Top of INPUT RECORDS

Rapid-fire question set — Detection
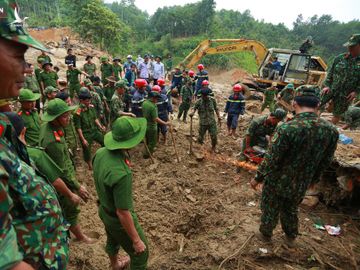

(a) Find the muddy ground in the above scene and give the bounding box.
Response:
[25,29,360,269]
[67,80,360,270]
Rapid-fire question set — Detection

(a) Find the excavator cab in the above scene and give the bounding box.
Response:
[258,49,311,87]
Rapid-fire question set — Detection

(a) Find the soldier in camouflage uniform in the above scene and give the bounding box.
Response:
[43,86,59,112]
[251,85,338,247]
[321,34,360,124]
[74,89,106,169]
[92,76,109,126]
[189,82,221,152]
[17,89,41,147]
[0,2,69,268]
[261,82,277,113]
[178,78,193,123]
[238,108,286,163]
[277,83,295,112]
[110,80,136,125]
[84,80,105,121]
[342,106,360,130]
[39,98,94,244]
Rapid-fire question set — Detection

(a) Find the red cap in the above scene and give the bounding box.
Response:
[233,84,243,92]
[197,64,204,70]
[201,80,209,86]
[188,70,195,77]
[152,85,161,92]
[134,79,148,87]
[157,78,165,86]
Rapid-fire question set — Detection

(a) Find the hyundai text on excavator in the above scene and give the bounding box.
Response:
[179,39,327,90]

Bottom of INPUT RECORDS

YOUR TASK: A complete answer reproduces every line of the records in which the word "scene" occurs.

PROBLEM SOLUTION:
(a) Find the muddy ground in the above scene and give the bounding box.
(a) Find the excavator cab in the above scene and give the bounding box.
(a) Find the soldier in camouflage uniform in the above scene and give the bounding box.
(a) Find the red cap in the above scene and give the bounding box.
(a) Find the hyundai text on excavator in the above scene and give the bounding box.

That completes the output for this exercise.